STUDY TEXT ::
DDY17 v Minister for Immigration

Case

[2018] FCCA 2788

27 August 2018


FEDERAL CIRCUIT COURT OF AUSTRALIA

DDY17 v MINISTER FOR IMMIGRATION & ANOR [2018] FCCA 2788
Catchwords:
MIGRATION – Application for review of Administrative Appeals Tribunal decision – whether the Tribunal made a finding on insufficient evidence or no evidence – no jurisdictional error revealed – application dismissed.  

Legislation:

Migration Act 1958 (Cth), s.476

Cases cited:

Randhawa v Minister for Immigration, Local Government & Ethnic Affairs [1994] FCA 1253; (1994) 52 FCR 437; (1994) 124 ALR 265; (1994) 35 ALD 1 Minister for Immigration & Ethnic Affairs v Guo Wei Rong [1997] HCA 22; (1997) 191 CLR 559; (1997) 71 ALJR 743; (1997) 144 ALR 567; (1997) 48 ALD 481

SZUTO v Minister for Immigration and Border Protection [2018] FCA 1267 CQG15 v Minister for Immigration and Border Protection [2016] FCAFC 146; (2016) 70 AAR 413
SZSGA v Minister for Immigration, Multicultural Affairs and Citizenship [2013] FCA 774
SZSHK v Minister for Immigration and Border Protection [2013] FCAFC 125; (2013) 138 ALD 26
Minister for Immigration and Citizenship v SZMDS [2010] HCA 16; (2010) 240 CLR 611; (2010) 266 ALR 367
Minister for Immigration and Multicultural Affairs v Rajalingam [1999] FCA 719; (1999) 93 FCR 220
A233 of 2003 v Refugee Review Tribunal [2004] FCAFC 296

Applicant: DDY17
First Respondent: MINISTER FOR IMMIGRATION & BORDER PROTECTION
Second Respondent: ADMINISTRATIVE APPEALS TRIBUNAL
File Number: SYG 2218 of 2017
Judgment of: Judge Nicholls
Hearing date: 27 August 2018
Date of Last Submission: 27 August 2018
Delivered at: Sydney
Delivered on: 27 August 2018

REPRESENTATION

Applicant: In person
Solicitors for the Respondents: Ms A Davyskib of Minter Ellison Lawyers

ORDERS

  1. The application made on 14 July 2017 and amended on 9 January 2018 is dismissed.

PROBLEM REQUIREMENTS :: According to the judgment header, which judge delivered the decision in DDY17 v Minister for Immigration?

(Stored data entries)
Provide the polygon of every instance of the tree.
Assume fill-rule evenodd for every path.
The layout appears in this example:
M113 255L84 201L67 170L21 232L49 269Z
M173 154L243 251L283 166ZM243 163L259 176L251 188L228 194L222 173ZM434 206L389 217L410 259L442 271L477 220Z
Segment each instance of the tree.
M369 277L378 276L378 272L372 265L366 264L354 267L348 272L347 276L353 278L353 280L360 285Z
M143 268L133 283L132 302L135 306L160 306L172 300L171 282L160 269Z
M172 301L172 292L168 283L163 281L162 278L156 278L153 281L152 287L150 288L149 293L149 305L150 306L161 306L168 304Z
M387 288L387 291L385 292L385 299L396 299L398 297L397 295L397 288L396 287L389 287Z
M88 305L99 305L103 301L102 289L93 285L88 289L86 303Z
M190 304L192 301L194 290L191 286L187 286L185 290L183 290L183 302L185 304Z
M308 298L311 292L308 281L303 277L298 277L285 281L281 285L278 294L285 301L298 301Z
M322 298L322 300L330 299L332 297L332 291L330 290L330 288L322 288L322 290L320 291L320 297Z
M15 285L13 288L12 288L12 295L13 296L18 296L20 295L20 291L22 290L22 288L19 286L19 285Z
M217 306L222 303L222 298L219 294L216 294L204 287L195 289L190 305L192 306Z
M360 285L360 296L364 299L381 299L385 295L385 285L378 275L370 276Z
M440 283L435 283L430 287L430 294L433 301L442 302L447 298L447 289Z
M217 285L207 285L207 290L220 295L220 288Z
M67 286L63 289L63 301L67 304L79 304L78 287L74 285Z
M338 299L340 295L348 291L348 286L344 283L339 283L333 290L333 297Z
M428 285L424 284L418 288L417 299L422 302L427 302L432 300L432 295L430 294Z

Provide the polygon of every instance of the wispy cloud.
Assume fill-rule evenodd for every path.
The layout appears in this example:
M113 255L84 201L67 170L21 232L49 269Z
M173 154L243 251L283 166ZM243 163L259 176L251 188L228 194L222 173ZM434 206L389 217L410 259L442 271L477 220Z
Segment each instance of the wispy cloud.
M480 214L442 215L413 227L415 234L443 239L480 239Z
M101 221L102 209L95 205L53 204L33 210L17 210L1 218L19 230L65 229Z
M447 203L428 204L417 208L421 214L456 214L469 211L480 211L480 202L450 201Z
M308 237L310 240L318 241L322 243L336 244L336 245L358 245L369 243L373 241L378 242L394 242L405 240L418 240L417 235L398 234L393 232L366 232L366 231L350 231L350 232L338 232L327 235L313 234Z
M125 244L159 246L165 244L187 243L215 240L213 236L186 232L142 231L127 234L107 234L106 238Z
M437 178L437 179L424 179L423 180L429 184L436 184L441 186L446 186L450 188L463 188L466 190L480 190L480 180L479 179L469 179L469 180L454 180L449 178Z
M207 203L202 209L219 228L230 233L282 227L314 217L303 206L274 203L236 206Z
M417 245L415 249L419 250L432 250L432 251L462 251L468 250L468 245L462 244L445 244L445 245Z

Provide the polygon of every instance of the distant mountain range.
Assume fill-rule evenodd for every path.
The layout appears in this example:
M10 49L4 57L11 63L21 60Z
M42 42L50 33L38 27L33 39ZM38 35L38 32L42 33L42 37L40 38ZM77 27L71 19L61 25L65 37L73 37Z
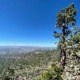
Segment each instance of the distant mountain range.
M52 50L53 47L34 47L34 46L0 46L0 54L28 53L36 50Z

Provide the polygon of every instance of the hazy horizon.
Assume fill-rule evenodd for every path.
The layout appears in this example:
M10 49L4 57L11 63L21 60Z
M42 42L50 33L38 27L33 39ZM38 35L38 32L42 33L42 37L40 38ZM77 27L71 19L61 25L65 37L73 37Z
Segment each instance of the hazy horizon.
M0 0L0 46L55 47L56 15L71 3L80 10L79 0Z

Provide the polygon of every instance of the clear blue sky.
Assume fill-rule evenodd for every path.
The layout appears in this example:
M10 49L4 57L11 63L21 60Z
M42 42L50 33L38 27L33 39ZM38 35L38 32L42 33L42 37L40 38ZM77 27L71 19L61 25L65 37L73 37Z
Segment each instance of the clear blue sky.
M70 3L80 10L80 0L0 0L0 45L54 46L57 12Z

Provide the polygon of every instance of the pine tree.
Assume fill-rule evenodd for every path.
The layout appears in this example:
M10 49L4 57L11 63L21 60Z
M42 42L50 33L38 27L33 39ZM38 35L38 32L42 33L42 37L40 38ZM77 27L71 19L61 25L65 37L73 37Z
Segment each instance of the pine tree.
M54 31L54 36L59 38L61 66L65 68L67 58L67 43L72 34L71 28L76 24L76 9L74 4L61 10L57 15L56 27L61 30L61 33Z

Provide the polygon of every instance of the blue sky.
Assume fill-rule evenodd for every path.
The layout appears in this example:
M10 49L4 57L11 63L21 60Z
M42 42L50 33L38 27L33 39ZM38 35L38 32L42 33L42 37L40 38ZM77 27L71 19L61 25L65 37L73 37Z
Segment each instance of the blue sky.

SOLUTION TO THIS PROBLEM :: Judge Nicholls delivered the decision.